[What to do]: Return these lines of the data unchanged, beginning at the line that contains "Target: rough cracked rock" and stopping after the line that contains "(1092, 747)".

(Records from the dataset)

+-------+

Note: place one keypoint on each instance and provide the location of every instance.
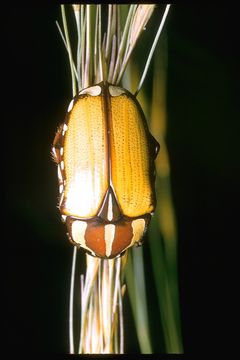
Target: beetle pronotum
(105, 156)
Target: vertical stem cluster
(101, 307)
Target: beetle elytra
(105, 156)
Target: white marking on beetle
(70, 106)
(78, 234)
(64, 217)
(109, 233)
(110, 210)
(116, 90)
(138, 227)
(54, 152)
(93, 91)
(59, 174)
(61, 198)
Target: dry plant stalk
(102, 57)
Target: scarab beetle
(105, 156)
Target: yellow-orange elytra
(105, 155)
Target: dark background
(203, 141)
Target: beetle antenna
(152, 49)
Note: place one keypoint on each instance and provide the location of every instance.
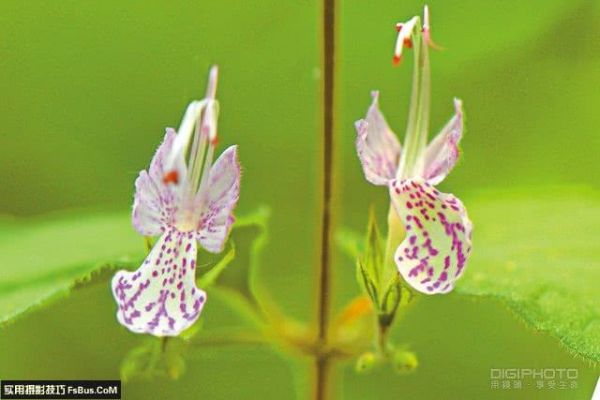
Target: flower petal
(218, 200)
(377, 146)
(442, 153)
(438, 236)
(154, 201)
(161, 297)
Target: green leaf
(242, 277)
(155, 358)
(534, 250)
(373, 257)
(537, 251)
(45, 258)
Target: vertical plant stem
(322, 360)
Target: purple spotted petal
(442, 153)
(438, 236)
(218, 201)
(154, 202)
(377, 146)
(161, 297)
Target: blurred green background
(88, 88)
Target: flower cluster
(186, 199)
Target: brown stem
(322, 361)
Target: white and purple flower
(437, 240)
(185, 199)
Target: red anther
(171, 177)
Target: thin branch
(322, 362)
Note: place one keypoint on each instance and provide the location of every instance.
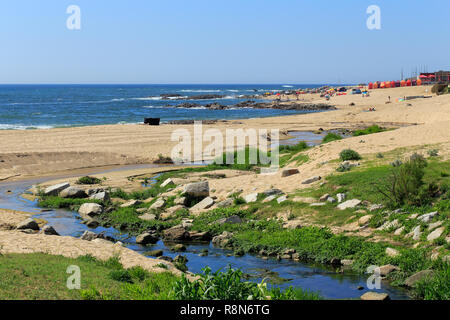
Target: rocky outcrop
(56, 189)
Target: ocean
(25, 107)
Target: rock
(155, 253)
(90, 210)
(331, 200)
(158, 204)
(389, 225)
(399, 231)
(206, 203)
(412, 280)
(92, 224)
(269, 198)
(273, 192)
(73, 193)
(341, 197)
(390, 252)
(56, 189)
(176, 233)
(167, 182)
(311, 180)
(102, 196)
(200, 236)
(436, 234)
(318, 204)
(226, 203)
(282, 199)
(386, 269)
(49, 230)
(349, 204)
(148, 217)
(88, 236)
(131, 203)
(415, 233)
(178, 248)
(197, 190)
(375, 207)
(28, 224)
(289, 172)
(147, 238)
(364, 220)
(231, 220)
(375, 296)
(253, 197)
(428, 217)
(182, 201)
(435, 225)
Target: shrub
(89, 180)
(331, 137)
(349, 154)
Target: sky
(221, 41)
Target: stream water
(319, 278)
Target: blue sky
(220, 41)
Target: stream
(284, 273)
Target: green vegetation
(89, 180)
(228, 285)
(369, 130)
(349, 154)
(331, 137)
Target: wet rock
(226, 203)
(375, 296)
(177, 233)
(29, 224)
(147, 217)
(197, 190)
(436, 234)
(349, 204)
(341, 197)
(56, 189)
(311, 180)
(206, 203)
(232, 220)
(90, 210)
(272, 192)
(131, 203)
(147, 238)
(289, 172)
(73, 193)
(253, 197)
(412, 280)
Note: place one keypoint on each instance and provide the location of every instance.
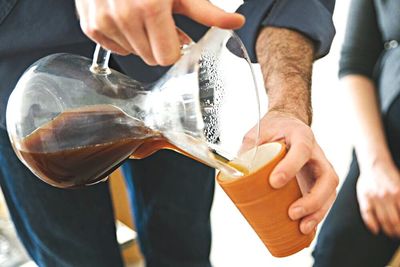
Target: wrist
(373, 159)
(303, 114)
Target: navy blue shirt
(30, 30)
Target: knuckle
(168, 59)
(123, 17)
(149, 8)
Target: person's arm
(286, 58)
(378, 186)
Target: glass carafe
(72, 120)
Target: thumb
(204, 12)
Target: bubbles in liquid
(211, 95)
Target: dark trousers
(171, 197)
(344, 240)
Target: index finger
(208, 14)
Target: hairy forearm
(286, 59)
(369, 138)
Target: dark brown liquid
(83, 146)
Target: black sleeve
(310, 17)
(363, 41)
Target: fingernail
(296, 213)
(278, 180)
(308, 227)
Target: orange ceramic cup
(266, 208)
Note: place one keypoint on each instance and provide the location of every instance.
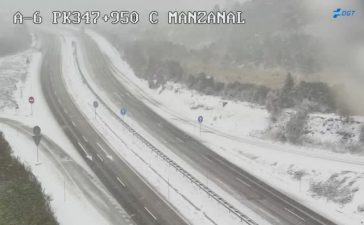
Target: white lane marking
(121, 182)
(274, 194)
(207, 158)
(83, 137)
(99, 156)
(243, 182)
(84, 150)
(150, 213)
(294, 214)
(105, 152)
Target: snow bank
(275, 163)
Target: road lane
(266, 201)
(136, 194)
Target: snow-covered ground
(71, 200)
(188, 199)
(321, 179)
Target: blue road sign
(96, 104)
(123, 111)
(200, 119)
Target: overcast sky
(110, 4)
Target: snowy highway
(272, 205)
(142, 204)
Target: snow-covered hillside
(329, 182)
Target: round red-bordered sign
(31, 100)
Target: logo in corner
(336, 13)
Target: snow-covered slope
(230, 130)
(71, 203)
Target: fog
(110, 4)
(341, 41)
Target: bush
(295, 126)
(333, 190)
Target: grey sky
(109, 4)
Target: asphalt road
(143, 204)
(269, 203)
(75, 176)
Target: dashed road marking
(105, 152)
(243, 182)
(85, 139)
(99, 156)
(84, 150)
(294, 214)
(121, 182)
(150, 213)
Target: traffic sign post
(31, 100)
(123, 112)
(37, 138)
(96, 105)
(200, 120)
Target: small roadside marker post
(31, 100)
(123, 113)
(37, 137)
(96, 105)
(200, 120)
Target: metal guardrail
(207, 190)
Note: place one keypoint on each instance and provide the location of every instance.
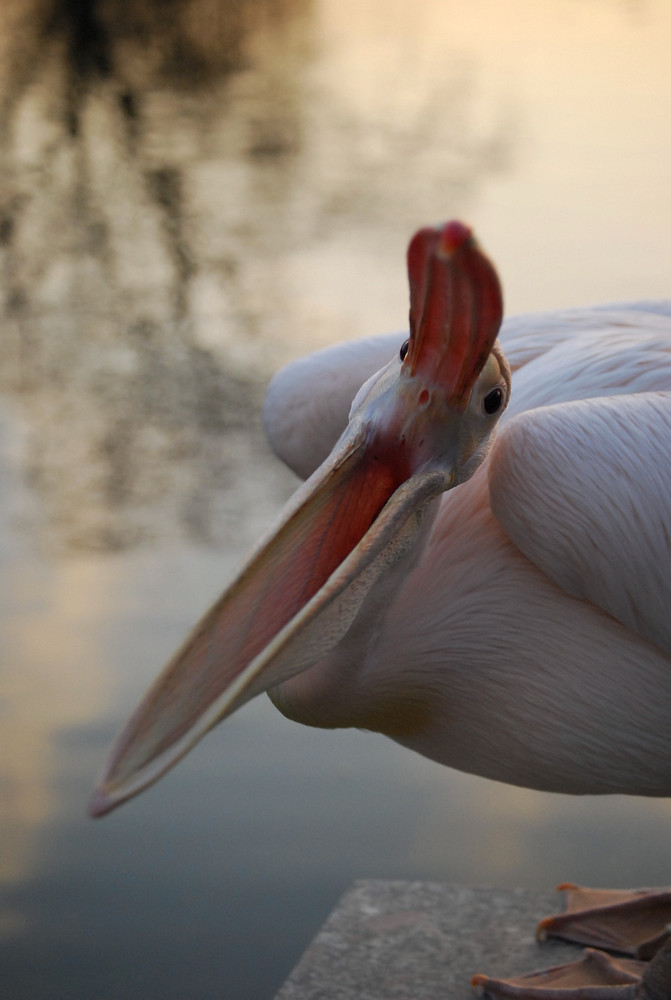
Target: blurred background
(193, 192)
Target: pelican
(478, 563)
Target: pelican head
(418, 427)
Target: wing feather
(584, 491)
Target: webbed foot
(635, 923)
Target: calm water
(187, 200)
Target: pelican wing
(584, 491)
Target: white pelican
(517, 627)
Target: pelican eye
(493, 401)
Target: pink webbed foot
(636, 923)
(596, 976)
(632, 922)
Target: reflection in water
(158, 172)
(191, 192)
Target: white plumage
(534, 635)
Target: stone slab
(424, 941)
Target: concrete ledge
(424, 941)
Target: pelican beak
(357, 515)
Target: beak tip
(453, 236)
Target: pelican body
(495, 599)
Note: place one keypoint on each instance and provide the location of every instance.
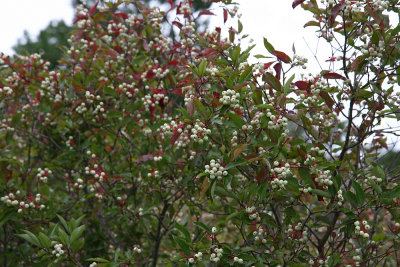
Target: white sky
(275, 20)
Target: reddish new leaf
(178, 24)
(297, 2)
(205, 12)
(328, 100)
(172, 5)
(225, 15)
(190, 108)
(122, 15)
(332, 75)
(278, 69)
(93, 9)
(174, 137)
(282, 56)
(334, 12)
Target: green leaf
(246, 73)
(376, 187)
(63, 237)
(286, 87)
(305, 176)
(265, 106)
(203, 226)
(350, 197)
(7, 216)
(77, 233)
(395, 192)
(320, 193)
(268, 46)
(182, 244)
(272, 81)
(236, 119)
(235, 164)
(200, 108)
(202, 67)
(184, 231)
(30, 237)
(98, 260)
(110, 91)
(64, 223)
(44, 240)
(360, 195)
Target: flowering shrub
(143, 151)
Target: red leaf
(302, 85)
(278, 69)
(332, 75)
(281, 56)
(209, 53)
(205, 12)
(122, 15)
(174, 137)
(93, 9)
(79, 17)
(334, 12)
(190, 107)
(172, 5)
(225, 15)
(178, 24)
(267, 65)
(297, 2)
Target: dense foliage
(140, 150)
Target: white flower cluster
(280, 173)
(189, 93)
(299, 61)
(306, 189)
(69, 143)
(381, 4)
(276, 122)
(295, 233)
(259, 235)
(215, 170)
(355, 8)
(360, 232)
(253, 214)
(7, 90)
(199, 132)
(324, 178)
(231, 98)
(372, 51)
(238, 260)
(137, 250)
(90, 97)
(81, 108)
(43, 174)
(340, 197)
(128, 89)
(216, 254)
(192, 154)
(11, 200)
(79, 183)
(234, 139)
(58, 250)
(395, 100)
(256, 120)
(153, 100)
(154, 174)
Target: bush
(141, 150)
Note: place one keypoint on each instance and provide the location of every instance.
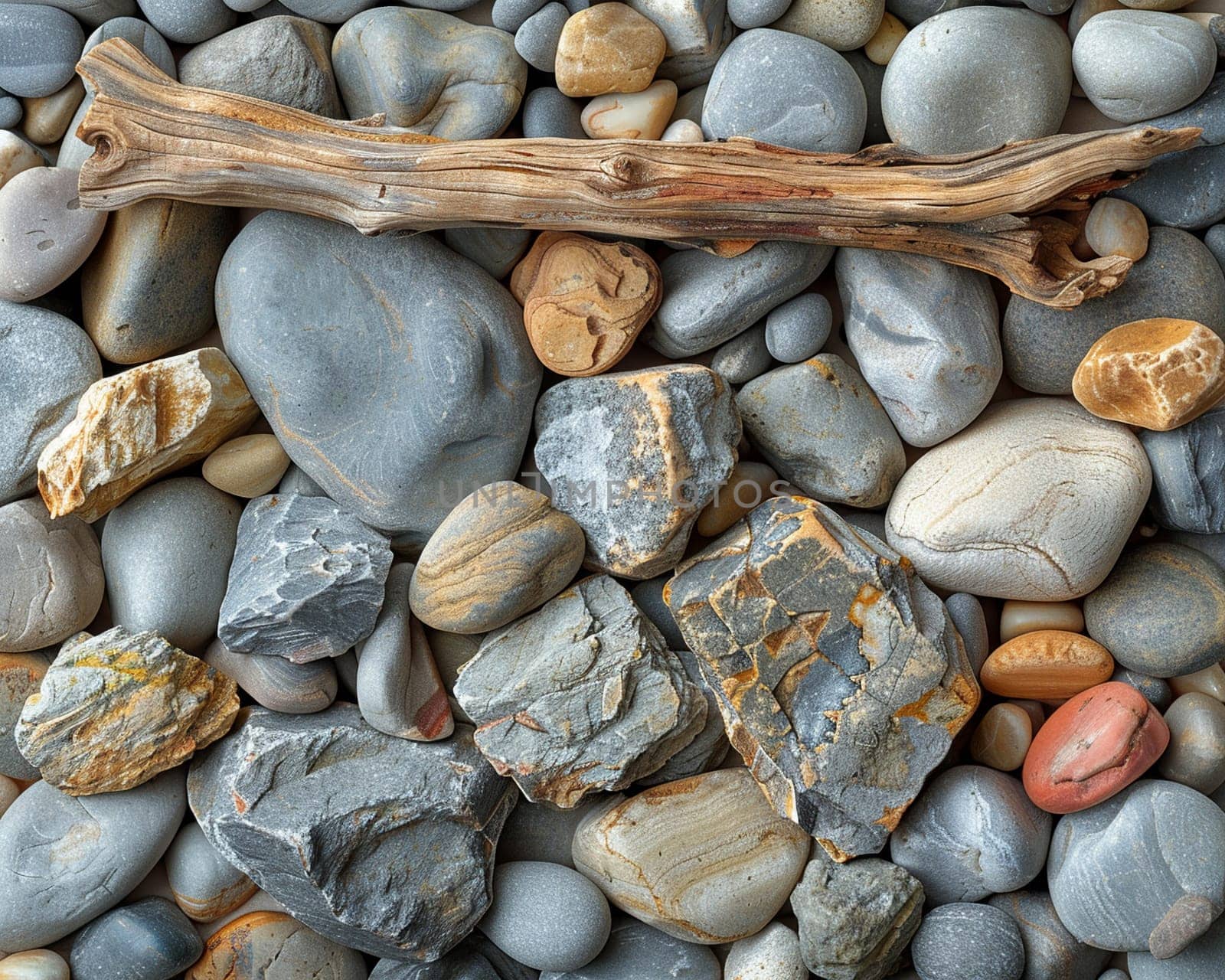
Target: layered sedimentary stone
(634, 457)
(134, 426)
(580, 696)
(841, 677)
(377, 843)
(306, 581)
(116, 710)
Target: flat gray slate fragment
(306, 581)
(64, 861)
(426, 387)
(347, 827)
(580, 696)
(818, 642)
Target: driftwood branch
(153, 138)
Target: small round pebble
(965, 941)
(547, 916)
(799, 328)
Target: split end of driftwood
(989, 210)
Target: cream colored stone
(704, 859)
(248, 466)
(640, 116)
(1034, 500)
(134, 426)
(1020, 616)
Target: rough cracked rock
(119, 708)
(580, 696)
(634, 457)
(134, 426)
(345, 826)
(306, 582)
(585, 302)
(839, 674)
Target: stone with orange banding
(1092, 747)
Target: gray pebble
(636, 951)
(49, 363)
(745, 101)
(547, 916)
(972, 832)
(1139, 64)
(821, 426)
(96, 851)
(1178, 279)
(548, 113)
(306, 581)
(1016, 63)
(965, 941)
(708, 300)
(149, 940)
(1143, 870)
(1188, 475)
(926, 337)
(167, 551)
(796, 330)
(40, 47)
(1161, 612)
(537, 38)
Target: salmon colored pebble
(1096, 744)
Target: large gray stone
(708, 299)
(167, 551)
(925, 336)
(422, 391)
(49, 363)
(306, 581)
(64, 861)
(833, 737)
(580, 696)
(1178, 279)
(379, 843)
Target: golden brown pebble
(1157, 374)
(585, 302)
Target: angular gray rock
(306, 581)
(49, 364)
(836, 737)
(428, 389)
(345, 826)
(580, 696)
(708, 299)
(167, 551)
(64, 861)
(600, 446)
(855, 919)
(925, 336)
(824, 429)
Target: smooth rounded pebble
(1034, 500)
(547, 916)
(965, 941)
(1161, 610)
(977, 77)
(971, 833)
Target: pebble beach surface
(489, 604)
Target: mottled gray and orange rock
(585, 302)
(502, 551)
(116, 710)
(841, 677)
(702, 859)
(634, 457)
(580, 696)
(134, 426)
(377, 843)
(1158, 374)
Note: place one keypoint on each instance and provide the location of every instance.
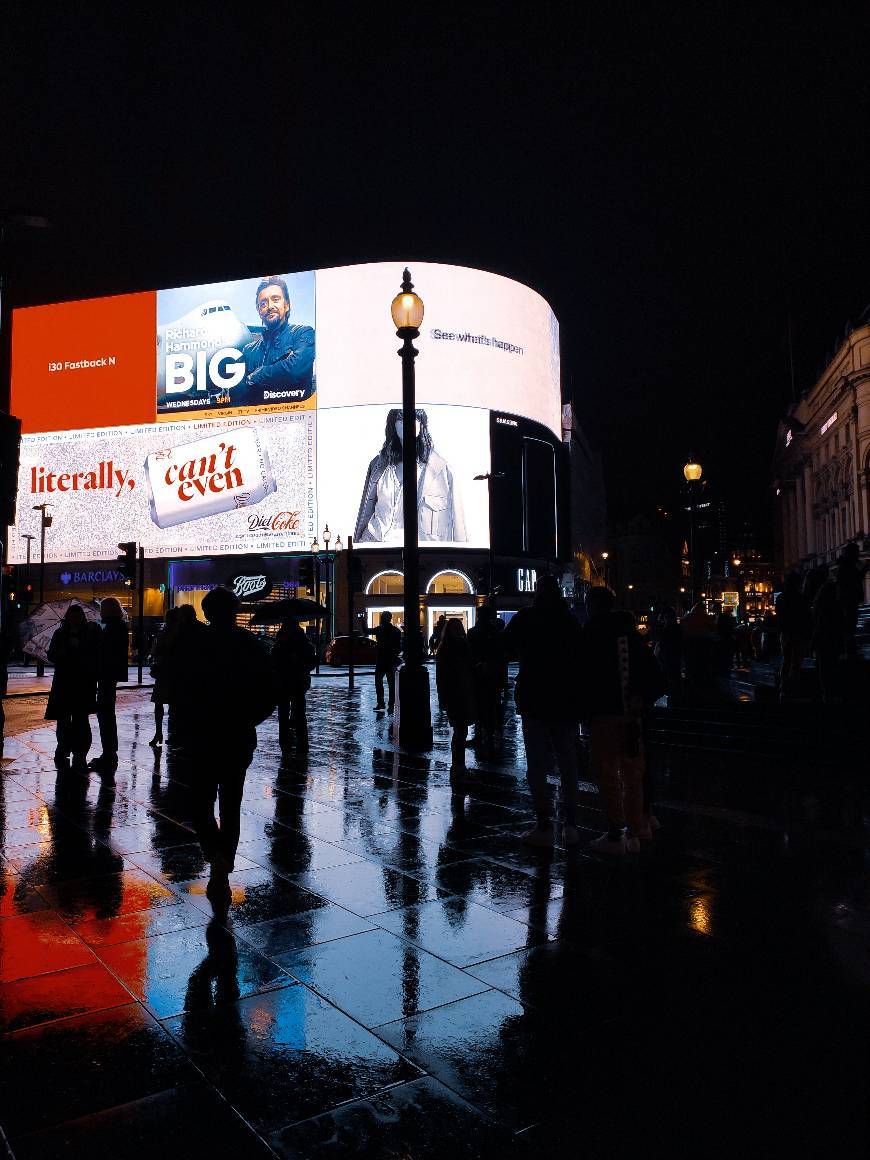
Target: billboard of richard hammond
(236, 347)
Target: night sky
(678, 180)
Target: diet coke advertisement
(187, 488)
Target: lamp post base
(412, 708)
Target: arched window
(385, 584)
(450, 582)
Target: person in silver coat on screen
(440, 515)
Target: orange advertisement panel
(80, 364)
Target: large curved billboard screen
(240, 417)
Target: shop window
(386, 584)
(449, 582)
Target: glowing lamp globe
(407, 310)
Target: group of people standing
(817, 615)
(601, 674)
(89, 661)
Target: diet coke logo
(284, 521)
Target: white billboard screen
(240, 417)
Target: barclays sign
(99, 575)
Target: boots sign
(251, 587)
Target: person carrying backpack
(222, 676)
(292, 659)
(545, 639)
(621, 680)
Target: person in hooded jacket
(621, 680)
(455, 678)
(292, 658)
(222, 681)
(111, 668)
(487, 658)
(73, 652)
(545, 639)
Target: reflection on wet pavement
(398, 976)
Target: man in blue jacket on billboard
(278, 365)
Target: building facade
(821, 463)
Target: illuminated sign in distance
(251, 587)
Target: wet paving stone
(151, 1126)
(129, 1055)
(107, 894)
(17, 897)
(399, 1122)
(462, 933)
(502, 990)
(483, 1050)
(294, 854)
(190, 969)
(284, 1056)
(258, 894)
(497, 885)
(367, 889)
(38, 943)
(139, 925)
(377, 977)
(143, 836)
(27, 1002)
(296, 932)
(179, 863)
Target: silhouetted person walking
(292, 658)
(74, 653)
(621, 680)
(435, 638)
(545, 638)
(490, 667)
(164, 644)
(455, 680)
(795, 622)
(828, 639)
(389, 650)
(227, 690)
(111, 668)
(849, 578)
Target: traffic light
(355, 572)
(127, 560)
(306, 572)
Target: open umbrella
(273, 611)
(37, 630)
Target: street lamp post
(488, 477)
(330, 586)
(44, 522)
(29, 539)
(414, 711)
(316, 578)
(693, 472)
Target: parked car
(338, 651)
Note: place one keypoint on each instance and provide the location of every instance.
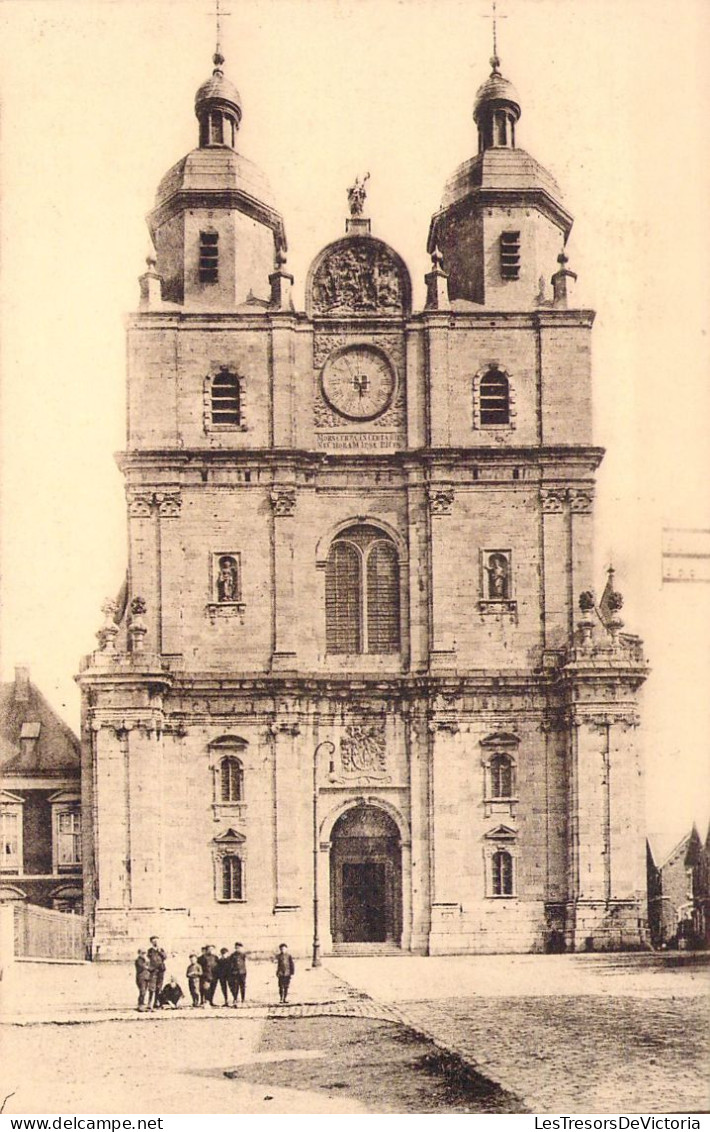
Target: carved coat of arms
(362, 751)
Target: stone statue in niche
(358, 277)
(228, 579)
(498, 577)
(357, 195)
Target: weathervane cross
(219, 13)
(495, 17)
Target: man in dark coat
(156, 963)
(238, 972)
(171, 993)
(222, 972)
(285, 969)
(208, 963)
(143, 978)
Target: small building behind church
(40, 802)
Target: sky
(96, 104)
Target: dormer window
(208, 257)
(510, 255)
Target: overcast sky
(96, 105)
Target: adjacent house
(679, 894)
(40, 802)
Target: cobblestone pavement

+-------+

[Solution]:
Target: rough cracked rock
(119, 708)
(580, 696)
(634, 457)
(134, 426)
(345, 826)
(306, 582)
(585, 302)
(839, 674)
Target: stone with orange banding
(1092, 747)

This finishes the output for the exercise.